#### Dataset content
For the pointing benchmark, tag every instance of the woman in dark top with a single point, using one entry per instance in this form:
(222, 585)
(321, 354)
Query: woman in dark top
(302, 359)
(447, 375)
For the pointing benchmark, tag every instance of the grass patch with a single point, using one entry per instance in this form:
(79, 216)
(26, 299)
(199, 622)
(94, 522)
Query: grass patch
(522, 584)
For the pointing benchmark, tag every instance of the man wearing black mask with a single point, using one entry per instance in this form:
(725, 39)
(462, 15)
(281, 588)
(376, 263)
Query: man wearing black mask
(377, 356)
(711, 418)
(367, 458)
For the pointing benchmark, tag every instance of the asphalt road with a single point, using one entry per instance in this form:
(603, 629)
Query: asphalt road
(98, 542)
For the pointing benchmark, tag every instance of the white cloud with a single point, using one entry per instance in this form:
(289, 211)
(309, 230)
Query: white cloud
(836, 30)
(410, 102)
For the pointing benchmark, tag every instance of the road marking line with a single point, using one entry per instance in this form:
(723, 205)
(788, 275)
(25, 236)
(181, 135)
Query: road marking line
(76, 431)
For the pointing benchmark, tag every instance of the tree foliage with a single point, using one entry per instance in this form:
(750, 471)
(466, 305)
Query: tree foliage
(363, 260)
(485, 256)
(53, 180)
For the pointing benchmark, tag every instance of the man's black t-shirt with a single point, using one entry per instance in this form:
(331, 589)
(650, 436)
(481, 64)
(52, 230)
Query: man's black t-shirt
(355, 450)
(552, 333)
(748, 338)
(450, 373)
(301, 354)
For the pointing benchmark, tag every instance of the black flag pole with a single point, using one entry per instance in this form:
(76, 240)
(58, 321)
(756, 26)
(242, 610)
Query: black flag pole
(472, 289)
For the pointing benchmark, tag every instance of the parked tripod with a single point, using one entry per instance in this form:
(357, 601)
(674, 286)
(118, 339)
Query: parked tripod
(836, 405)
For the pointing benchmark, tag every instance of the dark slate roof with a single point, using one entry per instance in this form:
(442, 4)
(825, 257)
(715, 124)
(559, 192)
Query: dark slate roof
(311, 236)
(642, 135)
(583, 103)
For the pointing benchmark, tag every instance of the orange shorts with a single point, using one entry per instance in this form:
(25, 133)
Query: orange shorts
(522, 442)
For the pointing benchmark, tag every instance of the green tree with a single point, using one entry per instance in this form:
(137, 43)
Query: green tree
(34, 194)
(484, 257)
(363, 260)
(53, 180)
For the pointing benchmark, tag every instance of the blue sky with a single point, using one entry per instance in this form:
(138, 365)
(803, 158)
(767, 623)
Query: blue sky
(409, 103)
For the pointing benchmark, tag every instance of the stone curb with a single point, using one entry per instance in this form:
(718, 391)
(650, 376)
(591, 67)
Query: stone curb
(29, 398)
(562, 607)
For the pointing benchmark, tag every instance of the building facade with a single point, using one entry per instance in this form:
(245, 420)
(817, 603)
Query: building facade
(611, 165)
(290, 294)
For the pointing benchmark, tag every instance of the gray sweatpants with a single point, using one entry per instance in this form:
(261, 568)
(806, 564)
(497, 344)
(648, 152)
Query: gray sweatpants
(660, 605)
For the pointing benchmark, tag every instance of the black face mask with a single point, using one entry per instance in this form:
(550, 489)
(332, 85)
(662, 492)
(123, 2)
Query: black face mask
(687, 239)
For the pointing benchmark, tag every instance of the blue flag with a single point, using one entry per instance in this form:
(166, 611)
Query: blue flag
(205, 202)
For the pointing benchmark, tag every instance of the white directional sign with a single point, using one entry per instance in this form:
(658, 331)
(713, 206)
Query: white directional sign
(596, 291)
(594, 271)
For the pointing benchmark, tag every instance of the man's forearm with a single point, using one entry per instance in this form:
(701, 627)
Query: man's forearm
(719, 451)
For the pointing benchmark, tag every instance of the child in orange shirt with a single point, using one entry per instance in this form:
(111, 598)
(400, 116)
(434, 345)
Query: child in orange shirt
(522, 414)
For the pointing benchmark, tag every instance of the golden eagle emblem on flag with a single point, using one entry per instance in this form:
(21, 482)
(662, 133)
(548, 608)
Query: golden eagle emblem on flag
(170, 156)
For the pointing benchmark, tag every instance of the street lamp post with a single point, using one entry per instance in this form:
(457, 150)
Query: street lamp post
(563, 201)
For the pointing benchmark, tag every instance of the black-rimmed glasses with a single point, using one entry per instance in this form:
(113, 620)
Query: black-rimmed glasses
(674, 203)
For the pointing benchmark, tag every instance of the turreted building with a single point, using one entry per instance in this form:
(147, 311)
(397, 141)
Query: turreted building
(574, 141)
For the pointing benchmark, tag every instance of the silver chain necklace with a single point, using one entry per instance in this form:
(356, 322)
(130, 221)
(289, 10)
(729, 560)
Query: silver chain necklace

#### What you have to do
Return all the data exactly as given.

#### Task answer
For the pointing benchmark, tag every instance of the woman in dark top with a single point, using one entry per instance in this form:
(222, 585)
(321, 354)
Query: woman in dark top
(302, 359)
(447, 375)
For the pointing benchmark, tag every instance of the grass patch with a single point, using one entry per instance in this form:
(79, 216)
(26, 299)
(199, 622)
(94, 522)
Query: grass patch
(522, 584)
For the pointing benchmark, tag every instance of the man wearing black mask with a single point, using one entry per instance in this form:
(725, 39)
(462, 15)
(281, 588)
(376, 263)
Query: man wearing black mask
(377, 356)
(711, 418)
(367, 458)
For the pointing benchmark, tag every instance of the asphalt road with a single point, using one entry per instance in this form:
(603, 629)
Query: asphalt road
(98, 542)
For the pointing benchmark, tag every instance of the white cloud with a single point, using one entry per instance in this form:
(289, 211)
(309, 230)
Query: white cloud
(836, 30)
(410, 102)
For the pointing benchmark, tag every instance of the road marking line with a single point, using one entry per instance in this form:
(723, 205)
(788, 275)
(25, 236)
(181, 135)
Query: road marking line
(76, 431)
For the pointing benchmark, tag every instance of the tree foliage with a single point, using one entry per instance in this form:
(750, 471)
(466, 305)
Query: tree foliage
(363, 260)
(485, 256)
(53, 180)
For the pointing benchmark, tag every instance of the man's black t-shirt with a single point, using one entry per instance in this form:
(331, 589)
(650, 436)
(481, 64)
(52, 230)
Query: man's black t-shirt
(355, 450)
(552, 333)
(748, 338)
(450, 373)
(301, 354)
For the pointing benchmark, tag every instance of the black flag pole with a single point, using one entry per instance in this form:
(76, 240)
(58, 321)
(756, 26)
(242, 610)
Query: black flag pole
(472, 289)
For the pointing benchmark, tag every instance of the parked tripod with a single point, using one entry per instance in this form:
(357, 601)
(674, 286)
(118, 339)
Query: parked tripod
(836, 405)
For the pointing benchmark, tag every instance of the dark slate roof with a single point, using one entry per instance in this form:
(442, 4)
(825, 257)
(715, 124)
(559, 192)
Query: dark slate roof
(311, 236)
(642, 135)
(583, 103)
For the pointing benchmark, tag every instance of the orange shorts with a single point, using one entry per instance in this form:
(25, 133)
Query: orange shorts
(522, 442)
For the pointing benchmark, tag every instance of the green tree with a single point, using one entry per instance in this form:
(137, 43)
Query: green tree
(34, 194)
(484, 257)
(363, 260)
(53, 180)
For the pointing benchmark, tag every instance of the blue sky with a single point, using one entry per instance in this form:
(138, 365)
(803, 158)
(767, 623)
Query: blue sky
(409, 103)
For the pointing benchmark, tag every instance of the stone curb with a single point, using one entry per instance in this form:
(718, 391)
(650, 376)
(591, 67)
Query: stone curb
(29, 398)
(562, 607)
For the pointing benchmark, tag every instance of the building facade with a single point, using one entry per instance in this form:
(245, 420)
(817, 603)
Query: building facade
(611, 165)
(290, 294)
For the pointing benchmark, tag every instance of the gray sweatpants with a single point, using one entry per instance in this form:
(261, 568)
(806, 564)
(497, 344)
(648, 152)
Query: gray sweatpants
(660, 605)
For the pointing benchmark, tag every instance of the black face mask with a single point, using one entry per instance in this form:
(550, 489)
(332, 85)
(662, 492)
(123, 2)
Query: black face mask
(687, 239)
For the pointing benchmark, tag every instance of the blue flag with a single point, using one entry per instance in this form:
(166, 611)
Query: blue flag
(205, 202)
For the pointing benchmark, tag every instance of the white directional sign with a single point, using one entry per instance in this form:
(658, 331)
(713, 206)
Query: white directional sign
(596, 291)
(594, 271)
For the pointing benchmark, tag every instance of the man's forearm with a single point, using one entry per instance in this form:
(701, 627)
Query: man's forearm
(719, 451)
For the pointing benchmark, tag every instance of the child in orange shirt with a single point, using one entry per instance in this form:
(111, 598)
(400, 116)
(434, 345)
Query: child in orange shirt
(522, 414)
For the pointing benchmark, tag every instance of the golden eagle emblem on flag with a single point, using one entry per instance in this form:
(21, 482)
(662, 133)
(548, 608)
Query: golden eagle emblem on flag
(170, 156)
For the pointing benchmark, tag every instance of the street lamp post with a single point, using one entry per instance in this form:
(457, 150)
Query: street lamp post
(563, 201)
For the pointing benchmark, tag every instance of the black-rimmed glasses with a single point, using one entry per instance in this form:
(113, 620)
Query: black-rimmed glasses
(674, 203)
For the pointing benchmark, tag every instance of the turreted building with a single point, using one entry per instance in this form:
(147, 311)
(397, 141)
Query: turreted building
(574, 141)
For the pointing benchmark, tag every instance of the silver chain necklace with a single point, using one entry per instance in this form:
(356, 322)
(130, 221)
(289, 10)
(729, 560)
Query: silver chain necklace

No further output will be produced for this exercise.